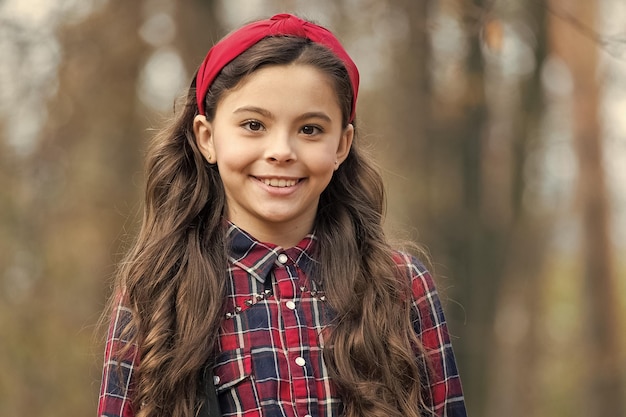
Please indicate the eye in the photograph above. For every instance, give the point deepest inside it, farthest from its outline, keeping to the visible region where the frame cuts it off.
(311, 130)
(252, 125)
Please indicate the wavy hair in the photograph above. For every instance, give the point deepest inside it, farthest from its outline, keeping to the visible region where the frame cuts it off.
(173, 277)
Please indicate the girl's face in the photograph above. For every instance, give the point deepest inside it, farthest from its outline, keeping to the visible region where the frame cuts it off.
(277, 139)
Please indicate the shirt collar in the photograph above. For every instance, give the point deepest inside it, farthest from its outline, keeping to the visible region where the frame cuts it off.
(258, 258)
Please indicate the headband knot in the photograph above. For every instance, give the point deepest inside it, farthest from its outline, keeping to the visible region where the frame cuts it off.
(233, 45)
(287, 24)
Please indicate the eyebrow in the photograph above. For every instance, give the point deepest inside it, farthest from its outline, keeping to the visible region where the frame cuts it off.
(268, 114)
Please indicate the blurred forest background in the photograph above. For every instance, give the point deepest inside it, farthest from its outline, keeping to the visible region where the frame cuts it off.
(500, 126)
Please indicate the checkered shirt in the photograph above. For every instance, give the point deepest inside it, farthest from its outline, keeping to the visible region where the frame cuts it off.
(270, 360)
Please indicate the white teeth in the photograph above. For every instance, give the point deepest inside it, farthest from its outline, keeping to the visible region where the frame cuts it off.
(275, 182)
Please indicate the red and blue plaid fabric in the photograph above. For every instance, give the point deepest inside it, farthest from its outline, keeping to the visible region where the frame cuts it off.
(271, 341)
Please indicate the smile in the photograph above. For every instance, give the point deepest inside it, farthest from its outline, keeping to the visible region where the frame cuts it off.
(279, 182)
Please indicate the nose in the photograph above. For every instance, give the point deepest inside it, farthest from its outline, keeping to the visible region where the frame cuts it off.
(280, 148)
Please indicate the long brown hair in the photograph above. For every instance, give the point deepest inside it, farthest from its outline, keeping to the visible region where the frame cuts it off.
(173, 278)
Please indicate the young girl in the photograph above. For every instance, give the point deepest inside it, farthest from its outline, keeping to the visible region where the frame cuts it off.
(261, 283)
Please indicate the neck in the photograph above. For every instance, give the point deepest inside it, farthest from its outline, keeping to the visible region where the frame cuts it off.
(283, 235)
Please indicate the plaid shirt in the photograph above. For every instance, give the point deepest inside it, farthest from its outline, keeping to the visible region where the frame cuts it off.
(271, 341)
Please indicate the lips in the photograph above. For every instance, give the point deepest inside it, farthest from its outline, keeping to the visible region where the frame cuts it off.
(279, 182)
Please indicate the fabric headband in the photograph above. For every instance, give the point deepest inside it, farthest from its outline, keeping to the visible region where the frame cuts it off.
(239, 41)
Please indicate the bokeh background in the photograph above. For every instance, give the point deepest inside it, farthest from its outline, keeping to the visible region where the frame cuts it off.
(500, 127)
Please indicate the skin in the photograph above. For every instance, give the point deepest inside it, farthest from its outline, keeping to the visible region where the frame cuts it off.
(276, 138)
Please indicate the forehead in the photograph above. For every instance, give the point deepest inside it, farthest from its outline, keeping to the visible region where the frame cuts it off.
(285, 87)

_ _ _ _ _ _ _

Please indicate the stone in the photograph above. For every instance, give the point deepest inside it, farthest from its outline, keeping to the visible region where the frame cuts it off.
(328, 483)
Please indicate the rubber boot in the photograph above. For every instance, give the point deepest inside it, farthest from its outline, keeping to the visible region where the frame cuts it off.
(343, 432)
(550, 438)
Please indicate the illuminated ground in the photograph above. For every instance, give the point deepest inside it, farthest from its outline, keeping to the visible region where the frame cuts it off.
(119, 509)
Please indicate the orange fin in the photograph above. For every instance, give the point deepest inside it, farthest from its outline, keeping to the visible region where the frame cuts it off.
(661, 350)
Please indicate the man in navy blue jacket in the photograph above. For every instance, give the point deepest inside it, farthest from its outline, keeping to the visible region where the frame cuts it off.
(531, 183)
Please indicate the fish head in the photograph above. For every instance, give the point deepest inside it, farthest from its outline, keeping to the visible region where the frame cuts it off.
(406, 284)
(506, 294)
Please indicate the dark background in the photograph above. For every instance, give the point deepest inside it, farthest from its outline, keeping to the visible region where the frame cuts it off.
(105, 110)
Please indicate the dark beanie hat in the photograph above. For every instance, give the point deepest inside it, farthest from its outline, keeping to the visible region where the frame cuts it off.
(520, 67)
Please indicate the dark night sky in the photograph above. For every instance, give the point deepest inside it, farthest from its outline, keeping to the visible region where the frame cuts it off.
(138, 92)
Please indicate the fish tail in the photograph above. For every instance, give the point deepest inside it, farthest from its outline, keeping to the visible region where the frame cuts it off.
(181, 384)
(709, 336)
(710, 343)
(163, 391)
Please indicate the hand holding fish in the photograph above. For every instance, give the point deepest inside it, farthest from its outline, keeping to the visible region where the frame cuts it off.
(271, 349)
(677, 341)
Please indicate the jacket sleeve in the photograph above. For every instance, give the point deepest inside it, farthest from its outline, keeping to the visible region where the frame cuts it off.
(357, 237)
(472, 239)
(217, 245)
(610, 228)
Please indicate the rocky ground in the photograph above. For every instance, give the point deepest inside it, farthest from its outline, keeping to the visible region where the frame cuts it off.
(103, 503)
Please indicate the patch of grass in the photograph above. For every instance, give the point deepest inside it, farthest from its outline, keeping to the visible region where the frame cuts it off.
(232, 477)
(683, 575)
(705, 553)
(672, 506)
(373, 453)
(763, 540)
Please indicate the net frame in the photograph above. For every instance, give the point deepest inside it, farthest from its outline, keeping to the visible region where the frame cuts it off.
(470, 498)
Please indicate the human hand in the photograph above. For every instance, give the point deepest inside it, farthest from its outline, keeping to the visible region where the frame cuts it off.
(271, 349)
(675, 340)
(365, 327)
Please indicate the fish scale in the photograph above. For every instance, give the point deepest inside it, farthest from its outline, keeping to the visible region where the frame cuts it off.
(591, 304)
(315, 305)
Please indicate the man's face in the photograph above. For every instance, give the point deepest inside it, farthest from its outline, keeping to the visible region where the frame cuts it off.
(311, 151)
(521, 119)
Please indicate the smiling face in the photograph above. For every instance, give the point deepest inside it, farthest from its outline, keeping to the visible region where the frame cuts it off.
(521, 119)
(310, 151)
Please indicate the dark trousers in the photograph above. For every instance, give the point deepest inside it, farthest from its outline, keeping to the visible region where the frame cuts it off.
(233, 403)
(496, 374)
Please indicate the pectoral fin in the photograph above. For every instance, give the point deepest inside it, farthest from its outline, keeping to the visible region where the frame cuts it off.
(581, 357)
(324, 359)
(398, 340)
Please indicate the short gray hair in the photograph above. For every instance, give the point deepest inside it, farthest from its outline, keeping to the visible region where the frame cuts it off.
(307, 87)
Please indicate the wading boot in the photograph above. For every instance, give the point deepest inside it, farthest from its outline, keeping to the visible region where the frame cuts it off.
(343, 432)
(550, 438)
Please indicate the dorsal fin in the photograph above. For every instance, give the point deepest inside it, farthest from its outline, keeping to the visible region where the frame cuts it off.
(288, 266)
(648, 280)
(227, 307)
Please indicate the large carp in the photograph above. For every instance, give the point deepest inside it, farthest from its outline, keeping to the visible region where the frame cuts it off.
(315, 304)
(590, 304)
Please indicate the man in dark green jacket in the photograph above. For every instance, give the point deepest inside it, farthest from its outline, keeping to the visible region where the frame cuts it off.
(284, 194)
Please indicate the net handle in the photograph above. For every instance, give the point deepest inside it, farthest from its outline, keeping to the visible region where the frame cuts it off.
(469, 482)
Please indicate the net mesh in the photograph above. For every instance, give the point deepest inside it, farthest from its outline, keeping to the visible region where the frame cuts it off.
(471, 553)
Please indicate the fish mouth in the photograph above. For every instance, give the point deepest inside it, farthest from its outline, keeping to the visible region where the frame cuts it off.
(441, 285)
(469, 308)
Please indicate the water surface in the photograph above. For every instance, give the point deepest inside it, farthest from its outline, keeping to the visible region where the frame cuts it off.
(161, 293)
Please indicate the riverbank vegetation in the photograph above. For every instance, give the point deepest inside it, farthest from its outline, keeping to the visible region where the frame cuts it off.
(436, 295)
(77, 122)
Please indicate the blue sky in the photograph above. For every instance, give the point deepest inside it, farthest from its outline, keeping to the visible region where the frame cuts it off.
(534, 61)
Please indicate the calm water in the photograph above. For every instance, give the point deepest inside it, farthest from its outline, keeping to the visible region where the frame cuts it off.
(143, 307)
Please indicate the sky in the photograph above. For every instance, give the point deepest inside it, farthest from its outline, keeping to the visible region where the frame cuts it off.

_ _ _ _ _ _ _

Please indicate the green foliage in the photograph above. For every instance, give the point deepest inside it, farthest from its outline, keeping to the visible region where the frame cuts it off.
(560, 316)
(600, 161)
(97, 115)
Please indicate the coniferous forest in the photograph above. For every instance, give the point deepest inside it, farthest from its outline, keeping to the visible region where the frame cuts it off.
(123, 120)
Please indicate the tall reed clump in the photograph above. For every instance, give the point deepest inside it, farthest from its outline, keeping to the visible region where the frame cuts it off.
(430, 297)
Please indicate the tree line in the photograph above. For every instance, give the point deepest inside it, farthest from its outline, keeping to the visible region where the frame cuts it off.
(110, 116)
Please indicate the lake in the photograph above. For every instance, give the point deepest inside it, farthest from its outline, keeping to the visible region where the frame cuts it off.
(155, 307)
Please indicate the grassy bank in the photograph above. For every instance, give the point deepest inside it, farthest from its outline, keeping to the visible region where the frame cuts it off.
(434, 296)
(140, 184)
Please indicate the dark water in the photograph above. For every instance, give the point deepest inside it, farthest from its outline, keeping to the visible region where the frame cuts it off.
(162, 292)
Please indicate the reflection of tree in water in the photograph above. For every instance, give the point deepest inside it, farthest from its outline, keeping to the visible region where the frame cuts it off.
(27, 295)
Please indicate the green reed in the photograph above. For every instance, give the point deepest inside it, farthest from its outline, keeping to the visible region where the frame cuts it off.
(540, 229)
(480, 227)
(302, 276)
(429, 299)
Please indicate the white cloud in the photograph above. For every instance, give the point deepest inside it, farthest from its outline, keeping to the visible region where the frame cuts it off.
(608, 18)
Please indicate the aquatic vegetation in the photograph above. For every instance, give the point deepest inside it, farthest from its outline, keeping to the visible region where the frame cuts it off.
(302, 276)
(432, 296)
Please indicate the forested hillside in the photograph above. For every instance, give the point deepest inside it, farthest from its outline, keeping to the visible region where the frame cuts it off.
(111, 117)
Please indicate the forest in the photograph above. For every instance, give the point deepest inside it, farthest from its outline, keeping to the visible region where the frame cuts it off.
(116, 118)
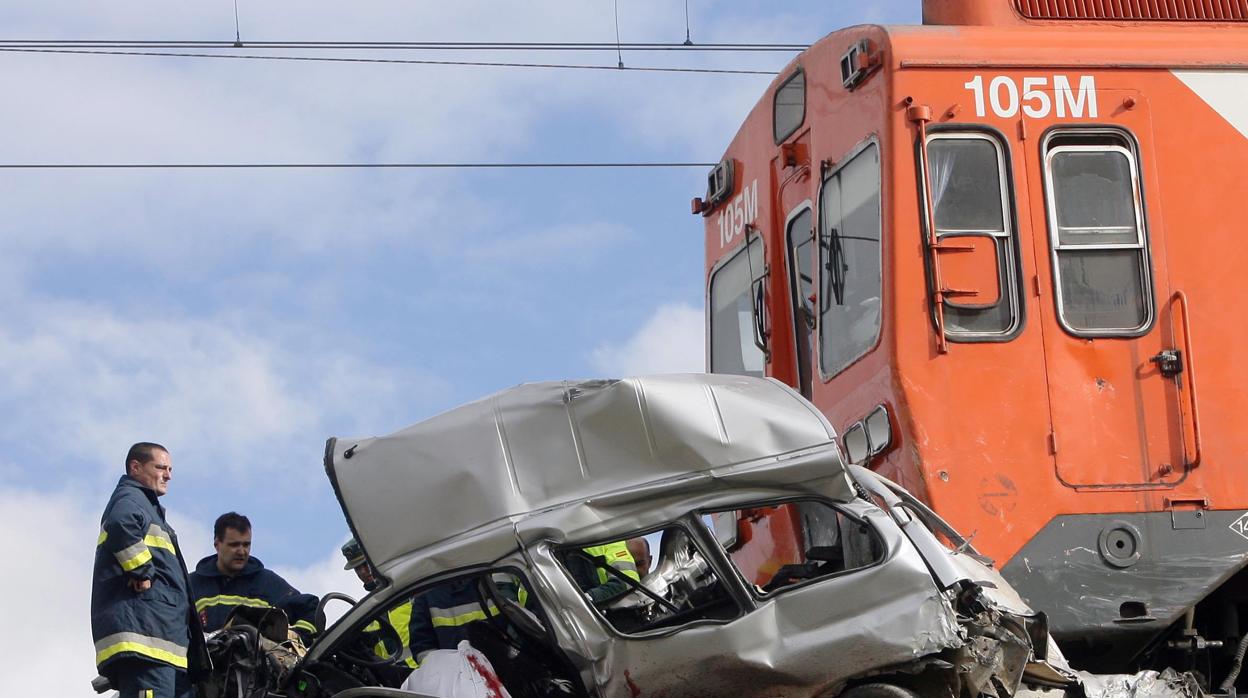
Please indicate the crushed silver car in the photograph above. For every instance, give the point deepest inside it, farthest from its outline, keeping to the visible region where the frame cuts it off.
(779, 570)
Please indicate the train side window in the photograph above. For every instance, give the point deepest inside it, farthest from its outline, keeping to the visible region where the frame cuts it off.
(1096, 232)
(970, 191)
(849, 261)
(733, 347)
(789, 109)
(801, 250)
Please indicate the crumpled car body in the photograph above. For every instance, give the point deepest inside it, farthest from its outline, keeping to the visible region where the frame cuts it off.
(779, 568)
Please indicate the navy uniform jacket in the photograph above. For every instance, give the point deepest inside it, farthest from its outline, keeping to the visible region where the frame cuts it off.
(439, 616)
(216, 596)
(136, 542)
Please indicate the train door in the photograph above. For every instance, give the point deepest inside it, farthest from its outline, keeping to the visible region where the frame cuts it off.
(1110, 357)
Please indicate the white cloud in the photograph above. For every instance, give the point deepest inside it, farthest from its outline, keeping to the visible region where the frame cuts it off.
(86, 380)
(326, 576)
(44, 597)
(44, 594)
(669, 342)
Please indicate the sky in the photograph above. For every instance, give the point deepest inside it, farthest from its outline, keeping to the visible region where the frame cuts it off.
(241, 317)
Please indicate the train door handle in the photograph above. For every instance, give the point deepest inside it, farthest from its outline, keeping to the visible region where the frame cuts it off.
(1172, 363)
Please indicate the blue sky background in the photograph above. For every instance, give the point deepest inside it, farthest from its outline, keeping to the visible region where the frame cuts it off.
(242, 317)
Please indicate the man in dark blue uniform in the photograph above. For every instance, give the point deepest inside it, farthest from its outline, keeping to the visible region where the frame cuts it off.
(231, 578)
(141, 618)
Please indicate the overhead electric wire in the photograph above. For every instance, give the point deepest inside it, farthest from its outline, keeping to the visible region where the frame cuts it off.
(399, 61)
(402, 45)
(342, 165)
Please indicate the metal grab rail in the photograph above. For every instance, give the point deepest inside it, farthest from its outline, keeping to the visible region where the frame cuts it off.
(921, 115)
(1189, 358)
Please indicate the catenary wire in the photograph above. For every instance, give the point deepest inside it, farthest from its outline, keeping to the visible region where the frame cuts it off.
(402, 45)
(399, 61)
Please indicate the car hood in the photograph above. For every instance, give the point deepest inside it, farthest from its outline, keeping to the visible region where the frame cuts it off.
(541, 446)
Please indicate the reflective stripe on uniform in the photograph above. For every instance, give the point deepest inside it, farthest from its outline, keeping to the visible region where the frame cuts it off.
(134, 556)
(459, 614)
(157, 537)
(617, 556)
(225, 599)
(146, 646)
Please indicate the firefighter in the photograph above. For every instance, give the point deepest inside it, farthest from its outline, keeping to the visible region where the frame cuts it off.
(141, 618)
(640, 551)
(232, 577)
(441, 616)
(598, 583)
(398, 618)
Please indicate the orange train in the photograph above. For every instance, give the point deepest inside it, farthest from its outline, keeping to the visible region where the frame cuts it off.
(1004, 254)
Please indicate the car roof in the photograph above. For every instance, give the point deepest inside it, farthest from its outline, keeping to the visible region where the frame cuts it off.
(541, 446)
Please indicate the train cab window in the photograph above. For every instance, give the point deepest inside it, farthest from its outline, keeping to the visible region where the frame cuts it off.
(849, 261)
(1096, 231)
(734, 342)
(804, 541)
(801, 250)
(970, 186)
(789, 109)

_ _ _ _ _ _ _

Challenge: Collect every line above that contains the word "short", matching capitalization exactly, and copy each one out in full.

Completed task:
Please indicate the short gray hair in the photograph above. For every instance, give the point deepest inside it, farthest from its outline, keeping to the visible region where the frame cuts it off.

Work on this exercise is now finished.